Exercise requirements:
Go through the listing below and output exactly the line with "Target: glass office tower", the line with "like (202, 309).", and each line between; omit the rest.

Task input:
▬▬▬▬▬▬
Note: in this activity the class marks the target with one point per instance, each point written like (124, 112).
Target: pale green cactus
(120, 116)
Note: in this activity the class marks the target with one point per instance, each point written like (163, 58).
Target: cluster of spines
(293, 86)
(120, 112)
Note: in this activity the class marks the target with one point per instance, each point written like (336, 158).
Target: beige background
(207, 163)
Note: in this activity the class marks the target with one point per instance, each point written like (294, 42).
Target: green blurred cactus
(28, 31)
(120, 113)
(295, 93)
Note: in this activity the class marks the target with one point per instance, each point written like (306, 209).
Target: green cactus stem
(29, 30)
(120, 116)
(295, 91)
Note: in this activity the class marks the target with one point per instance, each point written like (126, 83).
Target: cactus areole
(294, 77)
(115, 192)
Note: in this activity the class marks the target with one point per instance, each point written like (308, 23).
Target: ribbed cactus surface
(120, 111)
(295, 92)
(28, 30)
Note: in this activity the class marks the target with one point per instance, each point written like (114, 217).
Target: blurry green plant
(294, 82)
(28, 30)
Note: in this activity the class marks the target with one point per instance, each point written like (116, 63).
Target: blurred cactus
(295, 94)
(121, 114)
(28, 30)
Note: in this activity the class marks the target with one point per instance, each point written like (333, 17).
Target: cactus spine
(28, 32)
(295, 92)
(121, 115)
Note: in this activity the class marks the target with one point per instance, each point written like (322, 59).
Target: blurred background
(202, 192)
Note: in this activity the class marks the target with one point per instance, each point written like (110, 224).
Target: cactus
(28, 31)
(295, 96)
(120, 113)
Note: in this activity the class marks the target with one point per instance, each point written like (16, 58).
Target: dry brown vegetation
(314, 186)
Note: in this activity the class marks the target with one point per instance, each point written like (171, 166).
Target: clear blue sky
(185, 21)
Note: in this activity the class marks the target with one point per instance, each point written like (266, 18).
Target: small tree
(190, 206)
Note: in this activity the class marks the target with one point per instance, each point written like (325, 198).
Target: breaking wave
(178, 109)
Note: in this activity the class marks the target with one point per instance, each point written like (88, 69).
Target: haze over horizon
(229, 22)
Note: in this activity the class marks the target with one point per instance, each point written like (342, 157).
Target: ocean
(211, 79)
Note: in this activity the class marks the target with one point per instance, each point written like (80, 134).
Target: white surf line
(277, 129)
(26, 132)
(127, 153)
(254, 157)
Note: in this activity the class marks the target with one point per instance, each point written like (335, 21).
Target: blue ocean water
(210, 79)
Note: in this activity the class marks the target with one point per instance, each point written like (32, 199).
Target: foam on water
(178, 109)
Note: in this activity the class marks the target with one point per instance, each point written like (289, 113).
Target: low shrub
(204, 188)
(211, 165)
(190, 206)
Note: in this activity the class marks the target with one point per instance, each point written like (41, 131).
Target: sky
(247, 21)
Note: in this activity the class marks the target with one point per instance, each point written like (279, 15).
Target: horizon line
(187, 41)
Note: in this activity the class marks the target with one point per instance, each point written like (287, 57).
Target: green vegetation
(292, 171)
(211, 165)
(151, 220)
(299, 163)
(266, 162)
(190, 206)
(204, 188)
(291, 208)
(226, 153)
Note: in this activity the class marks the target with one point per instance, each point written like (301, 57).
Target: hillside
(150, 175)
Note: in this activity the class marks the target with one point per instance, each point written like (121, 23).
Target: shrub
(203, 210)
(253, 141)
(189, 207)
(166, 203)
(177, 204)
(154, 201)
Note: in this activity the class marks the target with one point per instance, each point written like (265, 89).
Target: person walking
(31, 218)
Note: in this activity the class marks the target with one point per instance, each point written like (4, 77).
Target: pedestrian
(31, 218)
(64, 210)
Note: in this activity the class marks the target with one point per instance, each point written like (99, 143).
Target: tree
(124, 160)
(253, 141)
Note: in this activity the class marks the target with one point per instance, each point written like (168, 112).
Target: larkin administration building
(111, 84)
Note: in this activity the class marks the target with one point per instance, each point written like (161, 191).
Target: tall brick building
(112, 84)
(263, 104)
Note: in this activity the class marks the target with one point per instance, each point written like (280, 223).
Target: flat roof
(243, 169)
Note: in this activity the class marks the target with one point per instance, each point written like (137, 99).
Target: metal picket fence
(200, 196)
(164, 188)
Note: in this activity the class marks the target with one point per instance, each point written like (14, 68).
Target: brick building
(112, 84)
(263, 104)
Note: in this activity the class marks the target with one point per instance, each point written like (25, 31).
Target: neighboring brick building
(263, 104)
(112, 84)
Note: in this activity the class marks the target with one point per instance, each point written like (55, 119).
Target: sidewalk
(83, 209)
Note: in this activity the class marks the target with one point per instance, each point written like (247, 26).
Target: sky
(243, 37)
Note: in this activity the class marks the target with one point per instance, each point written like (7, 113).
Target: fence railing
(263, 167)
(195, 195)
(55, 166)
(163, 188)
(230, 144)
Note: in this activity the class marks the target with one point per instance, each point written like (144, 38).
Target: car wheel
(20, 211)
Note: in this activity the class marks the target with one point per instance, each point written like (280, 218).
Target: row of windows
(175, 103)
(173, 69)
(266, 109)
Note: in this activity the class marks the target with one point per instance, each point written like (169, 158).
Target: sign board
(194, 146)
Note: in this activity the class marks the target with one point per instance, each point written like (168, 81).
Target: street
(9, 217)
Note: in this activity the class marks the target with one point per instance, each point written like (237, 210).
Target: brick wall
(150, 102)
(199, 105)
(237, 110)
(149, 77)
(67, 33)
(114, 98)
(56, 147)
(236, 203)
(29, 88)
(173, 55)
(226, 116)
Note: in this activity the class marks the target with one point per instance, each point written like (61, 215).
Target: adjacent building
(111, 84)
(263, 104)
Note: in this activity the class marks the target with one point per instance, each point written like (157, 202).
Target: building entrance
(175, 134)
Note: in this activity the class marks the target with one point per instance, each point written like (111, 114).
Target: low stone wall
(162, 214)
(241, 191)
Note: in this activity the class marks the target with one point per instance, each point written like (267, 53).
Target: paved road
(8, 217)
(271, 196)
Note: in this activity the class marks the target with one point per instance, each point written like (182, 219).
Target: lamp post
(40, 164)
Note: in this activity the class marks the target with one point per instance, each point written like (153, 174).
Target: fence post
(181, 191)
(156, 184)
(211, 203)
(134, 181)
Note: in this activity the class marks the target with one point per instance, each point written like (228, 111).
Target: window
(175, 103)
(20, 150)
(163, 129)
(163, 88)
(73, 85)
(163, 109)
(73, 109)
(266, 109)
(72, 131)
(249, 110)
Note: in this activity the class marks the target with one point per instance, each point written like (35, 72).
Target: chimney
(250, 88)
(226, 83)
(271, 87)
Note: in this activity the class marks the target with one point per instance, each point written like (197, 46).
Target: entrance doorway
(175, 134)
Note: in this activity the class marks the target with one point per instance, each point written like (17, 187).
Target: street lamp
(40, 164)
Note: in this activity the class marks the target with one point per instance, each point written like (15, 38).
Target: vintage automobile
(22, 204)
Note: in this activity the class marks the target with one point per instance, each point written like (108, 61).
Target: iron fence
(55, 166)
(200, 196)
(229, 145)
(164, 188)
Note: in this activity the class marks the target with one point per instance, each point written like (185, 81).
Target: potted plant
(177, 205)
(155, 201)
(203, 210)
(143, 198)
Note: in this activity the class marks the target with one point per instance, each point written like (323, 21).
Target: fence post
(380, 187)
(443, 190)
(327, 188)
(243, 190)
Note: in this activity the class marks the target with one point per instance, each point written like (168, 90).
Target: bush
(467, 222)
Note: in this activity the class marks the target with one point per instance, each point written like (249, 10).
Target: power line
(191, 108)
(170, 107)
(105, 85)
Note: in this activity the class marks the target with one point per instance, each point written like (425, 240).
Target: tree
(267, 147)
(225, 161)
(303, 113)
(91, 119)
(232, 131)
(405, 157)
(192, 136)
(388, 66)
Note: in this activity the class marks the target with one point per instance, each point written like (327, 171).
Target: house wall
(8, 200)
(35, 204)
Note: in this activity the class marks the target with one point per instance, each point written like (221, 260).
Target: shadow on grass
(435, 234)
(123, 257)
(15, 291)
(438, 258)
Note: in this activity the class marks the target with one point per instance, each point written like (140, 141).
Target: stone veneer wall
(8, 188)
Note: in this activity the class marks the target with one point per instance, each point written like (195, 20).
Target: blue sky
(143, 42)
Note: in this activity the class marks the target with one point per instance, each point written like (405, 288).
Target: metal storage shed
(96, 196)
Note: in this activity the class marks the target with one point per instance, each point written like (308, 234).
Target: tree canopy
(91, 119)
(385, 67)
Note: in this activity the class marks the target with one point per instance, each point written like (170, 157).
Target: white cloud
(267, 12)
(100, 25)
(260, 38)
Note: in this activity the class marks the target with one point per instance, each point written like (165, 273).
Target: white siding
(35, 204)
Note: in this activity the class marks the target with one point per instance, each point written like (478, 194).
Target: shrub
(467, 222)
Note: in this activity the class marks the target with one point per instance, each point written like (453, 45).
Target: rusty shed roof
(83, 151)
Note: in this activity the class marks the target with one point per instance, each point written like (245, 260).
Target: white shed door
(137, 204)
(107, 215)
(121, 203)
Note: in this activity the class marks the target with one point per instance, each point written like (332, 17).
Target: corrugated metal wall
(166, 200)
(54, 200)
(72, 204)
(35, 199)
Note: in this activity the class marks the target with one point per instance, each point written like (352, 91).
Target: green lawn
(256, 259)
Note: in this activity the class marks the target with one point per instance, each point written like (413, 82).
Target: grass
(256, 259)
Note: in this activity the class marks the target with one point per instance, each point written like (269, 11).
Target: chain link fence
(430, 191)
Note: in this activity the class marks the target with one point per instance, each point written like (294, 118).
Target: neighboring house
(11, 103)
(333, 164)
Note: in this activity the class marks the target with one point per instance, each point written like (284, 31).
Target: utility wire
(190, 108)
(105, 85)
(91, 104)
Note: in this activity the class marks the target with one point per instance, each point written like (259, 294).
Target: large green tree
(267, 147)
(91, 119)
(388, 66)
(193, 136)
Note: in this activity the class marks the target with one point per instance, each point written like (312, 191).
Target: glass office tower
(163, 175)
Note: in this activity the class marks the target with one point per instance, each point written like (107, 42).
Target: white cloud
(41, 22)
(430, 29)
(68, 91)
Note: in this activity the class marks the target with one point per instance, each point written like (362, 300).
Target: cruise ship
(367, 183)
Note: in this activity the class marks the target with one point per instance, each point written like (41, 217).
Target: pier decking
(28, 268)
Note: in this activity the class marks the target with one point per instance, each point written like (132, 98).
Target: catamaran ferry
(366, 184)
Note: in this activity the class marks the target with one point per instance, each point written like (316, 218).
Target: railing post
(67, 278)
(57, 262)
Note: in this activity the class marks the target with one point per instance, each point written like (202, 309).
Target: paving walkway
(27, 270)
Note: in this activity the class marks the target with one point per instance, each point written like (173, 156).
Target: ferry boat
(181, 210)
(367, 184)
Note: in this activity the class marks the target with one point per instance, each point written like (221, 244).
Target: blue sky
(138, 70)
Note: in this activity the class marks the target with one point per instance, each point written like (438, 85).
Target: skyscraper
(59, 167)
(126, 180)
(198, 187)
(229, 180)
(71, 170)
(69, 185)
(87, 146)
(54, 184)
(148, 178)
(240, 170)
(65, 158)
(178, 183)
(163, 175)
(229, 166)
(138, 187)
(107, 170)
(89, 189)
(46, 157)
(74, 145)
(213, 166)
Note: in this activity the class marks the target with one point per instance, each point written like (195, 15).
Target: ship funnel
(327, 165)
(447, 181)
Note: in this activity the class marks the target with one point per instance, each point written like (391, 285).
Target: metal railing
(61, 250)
▬▬▬▬▬▬
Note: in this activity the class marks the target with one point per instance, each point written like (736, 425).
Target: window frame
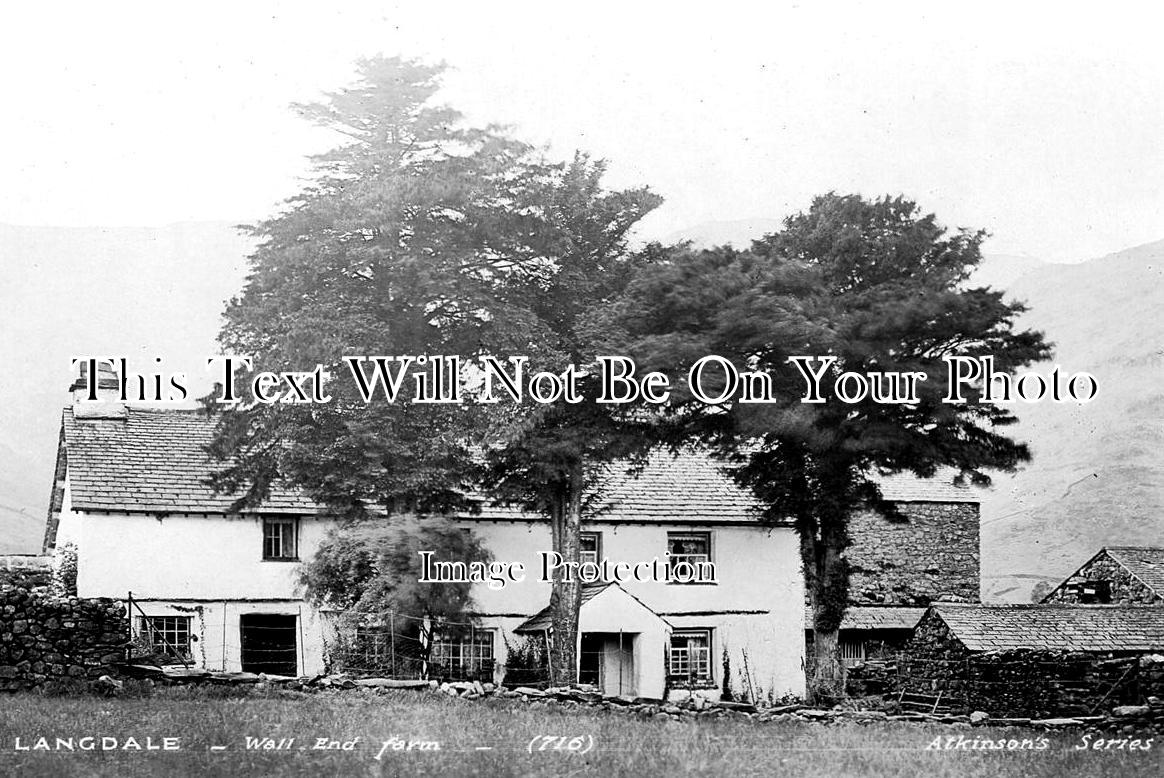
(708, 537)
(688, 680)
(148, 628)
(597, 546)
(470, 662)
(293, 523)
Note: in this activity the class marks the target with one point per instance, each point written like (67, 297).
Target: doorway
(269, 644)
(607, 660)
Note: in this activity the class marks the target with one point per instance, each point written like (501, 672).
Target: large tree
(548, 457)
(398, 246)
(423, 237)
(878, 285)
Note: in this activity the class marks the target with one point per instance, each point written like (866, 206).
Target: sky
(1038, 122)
▬▬▬▬▬▬
Result of this task:
Target: glass office tower
(163, 175)
Note: in this activity the class marks the target with one point per instance, each point written like (107, 42).
Target: white cloud
(41, 22)
(430, 29)
(68, 91)
Note: in this activity the class marks the target with one point per instance, each point written like (362, 300).
Target: cruise ship
(367, 183)
Note: in this activity the class marks the target with one point per instance, each point written like (41, 217).
Target: pier decking
(28, 268)
Note: in this activity the class marks the target with one point per instance, each point written like (132, 98).
Target: catamaran ferry
(366, 184)
Note: in this activity the class marks the target with one point per instance, each point written like (316, 218).
Target: railing post
(67, 278)
(57, 262)
Note: in this activity the class marks the target with one point per instance, each point written like (202, 309).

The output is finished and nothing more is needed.